Statistical Methods — Mathematical Theory with Data Science Applications — SMD

  • Instructor:
    Marianna Bolla
    Contact: marib@math.bme.hu
  • Prerequisites: undergraduate calculus and linear algebra, basic probability
  • Text: lecture notes, handouts
  • Reference books:
      G. K. Bhattacharyya, R. A. Johnson: Statistical Concepts and Methods. Wiley, 1992; C. R. Rao: Statistics and Truth. World Scientific, 1997; T. Hastie, R. Tibshirani and J. Friedman: The Elements of Statistical Learning. Data Mining, Inference, and Prediction. Springer, 2001.

Course description: Statistics teaches us how to behave in the face of uncertainties, according to the famous mathematician, Abraham Wald. Theoretically, we will learn strategies of treating chances in everyday life, where our inference is based on a randomly selected sample from a large population, and hence, we intensively use concepts of probability (laws of large numbers, Bayes rule). Estimation theory and hypothesis testing are introduced on a theoretical basis, but applications are also discussed. Methods of supervised and unsupervised learning are outlined; former include regression and discriminant analysis, while latter ones factor and cluster analysis. The students are also made capable of selecting the methods and making inference on real-life data, while outputs of a program package for medical data are analyzed.

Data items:
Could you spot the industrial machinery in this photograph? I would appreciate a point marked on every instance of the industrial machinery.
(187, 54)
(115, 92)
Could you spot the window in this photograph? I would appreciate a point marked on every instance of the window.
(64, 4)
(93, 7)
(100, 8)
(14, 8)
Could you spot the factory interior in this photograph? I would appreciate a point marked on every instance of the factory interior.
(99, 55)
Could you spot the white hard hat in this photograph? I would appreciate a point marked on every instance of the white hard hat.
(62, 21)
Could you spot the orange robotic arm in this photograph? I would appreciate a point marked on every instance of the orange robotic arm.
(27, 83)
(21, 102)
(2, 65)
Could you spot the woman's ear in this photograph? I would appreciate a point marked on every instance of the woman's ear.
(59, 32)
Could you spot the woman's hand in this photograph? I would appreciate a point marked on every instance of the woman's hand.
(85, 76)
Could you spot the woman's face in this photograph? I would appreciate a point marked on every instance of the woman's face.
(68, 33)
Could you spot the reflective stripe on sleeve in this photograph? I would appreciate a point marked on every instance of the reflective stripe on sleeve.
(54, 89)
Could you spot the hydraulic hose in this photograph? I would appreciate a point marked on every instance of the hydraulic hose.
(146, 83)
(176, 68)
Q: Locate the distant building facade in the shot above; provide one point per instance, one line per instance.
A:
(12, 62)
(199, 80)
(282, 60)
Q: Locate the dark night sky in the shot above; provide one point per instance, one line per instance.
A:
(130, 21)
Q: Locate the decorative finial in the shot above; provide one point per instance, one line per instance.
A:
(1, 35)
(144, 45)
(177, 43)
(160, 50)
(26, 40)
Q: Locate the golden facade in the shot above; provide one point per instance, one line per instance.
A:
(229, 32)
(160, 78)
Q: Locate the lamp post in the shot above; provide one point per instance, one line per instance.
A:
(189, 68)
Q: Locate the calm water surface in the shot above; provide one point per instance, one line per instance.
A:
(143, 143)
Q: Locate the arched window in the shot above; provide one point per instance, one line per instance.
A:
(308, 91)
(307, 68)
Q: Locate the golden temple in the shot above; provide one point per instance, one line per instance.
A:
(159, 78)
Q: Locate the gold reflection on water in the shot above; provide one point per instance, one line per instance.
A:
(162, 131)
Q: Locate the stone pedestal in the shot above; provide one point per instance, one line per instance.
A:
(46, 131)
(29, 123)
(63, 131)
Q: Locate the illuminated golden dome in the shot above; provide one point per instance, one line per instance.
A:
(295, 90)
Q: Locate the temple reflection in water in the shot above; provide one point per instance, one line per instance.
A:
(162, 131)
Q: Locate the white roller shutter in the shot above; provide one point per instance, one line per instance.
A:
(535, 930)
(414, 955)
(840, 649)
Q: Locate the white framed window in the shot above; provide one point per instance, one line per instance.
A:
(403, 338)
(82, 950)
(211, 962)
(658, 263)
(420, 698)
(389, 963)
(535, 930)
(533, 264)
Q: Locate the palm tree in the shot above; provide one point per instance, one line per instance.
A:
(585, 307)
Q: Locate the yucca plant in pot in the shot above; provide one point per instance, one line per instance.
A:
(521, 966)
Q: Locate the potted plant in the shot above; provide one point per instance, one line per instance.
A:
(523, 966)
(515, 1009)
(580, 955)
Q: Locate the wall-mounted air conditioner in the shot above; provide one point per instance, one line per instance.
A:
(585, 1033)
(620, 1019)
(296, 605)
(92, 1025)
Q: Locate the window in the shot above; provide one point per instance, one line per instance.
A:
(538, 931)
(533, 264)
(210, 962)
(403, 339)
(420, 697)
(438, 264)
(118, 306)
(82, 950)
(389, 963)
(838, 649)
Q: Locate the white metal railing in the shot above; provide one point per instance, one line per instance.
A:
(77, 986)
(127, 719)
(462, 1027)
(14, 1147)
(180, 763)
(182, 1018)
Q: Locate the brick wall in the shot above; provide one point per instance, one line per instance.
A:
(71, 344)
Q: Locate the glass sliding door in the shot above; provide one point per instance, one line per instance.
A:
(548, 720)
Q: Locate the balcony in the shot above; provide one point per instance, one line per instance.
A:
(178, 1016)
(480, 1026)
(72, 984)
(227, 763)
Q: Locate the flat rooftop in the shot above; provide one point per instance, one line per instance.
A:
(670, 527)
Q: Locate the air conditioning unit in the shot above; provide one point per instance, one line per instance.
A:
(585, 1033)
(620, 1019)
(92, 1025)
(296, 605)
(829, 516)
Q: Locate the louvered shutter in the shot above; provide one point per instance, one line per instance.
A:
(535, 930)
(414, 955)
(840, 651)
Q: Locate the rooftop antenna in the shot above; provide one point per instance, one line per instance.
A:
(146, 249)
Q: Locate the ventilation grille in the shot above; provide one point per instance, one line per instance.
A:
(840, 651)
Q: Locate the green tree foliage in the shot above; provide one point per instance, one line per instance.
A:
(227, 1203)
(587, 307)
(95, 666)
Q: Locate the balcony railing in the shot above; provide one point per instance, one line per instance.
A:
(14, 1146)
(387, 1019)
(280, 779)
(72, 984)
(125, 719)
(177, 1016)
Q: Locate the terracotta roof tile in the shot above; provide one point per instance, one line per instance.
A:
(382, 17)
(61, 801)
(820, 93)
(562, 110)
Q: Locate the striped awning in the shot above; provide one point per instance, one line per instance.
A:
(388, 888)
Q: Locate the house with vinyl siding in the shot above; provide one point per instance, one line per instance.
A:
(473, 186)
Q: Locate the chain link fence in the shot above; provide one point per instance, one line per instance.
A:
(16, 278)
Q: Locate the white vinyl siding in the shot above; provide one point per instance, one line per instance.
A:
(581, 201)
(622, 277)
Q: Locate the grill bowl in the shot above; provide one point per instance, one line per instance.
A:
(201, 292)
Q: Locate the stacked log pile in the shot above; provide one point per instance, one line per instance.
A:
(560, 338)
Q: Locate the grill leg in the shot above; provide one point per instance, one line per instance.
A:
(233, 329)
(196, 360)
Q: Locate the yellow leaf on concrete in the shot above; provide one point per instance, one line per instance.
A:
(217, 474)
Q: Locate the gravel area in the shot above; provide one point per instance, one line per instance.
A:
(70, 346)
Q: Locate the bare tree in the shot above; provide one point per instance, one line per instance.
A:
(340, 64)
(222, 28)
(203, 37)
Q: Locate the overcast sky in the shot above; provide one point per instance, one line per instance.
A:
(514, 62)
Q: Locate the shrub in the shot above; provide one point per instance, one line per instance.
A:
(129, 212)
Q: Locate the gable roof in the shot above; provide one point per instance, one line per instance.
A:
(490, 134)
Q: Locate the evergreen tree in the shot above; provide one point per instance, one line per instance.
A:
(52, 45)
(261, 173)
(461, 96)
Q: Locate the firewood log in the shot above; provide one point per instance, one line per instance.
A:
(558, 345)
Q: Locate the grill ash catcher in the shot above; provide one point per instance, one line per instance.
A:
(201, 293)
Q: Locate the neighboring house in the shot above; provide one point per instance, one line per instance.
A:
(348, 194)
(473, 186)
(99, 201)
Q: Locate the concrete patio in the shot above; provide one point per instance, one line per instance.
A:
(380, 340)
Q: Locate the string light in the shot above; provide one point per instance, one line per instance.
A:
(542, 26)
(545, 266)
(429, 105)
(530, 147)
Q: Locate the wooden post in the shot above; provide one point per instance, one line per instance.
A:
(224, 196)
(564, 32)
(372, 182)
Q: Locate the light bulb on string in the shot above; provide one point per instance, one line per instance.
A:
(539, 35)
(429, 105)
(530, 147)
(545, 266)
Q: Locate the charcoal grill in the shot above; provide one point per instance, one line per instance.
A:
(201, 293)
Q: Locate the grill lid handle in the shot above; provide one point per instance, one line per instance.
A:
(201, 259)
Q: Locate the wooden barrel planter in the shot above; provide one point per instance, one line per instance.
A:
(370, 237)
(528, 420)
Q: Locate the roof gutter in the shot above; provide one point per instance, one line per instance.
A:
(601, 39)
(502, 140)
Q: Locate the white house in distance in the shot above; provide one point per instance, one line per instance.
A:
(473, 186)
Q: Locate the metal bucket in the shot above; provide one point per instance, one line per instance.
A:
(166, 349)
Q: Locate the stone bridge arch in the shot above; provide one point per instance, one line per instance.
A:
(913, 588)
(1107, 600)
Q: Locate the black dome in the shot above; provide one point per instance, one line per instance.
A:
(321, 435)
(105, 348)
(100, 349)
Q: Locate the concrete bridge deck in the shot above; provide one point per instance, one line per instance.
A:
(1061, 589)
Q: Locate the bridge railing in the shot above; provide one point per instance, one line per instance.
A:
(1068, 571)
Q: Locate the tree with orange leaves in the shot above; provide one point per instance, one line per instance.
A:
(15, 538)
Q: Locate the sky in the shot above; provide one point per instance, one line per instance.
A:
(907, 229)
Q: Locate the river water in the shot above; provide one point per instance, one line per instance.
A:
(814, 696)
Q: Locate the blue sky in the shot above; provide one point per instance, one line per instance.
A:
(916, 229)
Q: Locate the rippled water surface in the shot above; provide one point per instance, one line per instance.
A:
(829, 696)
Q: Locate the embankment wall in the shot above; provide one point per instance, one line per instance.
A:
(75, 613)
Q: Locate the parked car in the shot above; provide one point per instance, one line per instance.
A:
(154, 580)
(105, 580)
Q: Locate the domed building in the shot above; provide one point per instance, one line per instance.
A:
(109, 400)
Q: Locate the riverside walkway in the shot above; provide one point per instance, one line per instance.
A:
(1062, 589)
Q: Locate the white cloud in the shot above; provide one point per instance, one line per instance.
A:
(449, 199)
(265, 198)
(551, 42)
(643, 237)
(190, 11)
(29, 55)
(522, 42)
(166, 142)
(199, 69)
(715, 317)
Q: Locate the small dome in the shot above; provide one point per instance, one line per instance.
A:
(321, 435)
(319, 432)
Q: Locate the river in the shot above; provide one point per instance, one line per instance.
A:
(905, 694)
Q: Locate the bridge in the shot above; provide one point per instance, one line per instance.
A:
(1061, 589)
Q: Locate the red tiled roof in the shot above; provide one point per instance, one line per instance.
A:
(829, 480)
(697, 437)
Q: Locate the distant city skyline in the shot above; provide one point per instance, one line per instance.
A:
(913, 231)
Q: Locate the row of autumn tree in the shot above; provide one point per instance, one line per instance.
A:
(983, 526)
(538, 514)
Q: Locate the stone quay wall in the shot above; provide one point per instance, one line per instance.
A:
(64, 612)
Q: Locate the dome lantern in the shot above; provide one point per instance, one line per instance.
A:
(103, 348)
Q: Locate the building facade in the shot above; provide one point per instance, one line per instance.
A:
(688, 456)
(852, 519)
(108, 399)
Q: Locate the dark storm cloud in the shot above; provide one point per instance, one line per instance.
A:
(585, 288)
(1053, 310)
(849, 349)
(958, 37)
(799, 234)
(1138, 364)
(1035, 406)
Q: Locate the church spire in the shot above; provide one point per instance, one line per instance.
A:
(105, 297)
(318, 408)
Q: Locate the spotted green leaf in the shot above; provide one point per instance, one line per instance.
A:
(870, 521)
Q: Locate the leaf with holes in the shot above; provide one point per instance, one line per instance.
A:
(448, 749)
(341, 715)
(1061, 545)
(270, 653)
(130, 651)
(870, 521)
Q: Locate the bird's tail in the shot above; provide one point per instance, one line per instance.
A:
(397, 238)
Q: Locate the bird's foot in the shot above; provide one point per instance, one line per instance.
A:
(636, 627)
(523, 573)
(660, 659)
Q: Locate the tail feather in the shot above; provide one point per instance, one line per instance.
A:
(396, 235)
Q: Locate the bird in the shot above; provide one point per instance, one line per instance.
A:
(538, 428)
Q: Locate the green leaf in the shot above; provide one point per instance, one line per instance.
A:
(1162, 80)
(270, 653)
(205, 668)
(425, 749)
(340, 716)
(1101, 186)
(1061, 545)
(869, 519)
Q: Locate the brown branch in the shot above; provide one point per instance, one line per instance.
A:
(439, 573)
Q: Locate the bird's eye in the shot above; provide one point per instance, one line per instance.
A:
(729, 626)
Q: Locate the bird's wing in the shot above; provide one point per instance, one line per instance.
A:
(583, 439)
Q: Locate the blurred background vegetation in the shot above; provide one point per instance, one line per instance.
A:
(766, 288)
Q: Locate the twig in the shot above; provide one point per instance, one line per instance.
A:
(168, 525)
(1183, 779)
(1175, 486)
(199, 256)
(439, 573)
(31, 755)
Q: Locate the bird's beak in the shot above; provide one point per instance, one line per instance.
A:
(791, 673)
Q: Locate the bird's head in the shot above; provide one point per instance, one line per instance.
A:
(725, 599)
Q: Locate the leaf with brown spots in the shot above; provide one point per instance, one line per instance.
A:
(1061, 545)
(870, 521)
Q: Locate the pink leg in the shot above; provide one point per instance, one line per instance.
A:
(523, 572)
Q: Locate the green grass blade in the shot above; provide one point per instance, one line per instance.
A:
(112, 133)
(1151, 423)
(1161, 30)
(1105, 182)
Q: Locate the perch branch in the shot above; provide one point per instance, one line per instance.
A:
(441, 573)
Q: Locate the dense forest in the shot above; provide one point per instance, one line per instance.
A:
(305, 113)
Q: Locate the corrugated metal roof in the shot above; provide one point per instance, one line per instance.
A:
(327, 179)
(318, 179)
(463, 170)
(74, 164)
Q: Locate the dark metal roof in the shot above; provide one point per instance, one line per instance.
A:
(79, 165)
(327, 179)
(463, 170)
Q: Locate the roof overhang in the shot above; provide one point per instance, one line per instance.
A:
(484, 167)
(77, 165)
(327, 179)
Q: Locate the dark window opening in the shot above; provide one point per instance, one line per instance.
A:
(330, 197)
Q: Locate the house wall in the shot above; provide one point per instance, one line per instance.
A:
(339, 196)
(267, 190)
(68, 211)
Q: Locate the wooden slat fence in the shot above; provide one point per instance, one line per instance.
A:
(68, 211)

Exercise requirements »
A – Which two methods of supervised learning does the course description name?
B – Write a continuation of the course description, starting after its last sentence.
The entries play no part here and can be set aside.

Answers provided »
A – Regression and discriminant analysis.

B –
Topics:

  • Short overview of probability concepts (sample spaces, random variables, notable distributions, Bayes rule, laws of large numbers, Central Limit Theorem).
  • Basic concepts of estimation theory, methods of point estimation, ML (maximum likelihood) and method of moments, confidence intervals.
  • Inferences about a population, sampling statistics, sufficiency.
  • Basic concepts of hypothesis testing, uniformly most powerful (UMP) test.
  • Parametric inference, comparing two treatments (z, t, F tests).
  • Nonparametric inference: Wilcoxon and sign test, rank statistics.
  • Analyzing categorized data (contingency tables), chi-square test.
  • Supervised learning: regression analysis (linear regression, correlation, model fitting) , analysis of variance, and discriminant analysis.
  • Unsupervised learning: principal component, factor and cluster analysis.
  • Analyzing outputs of a program package for medical data.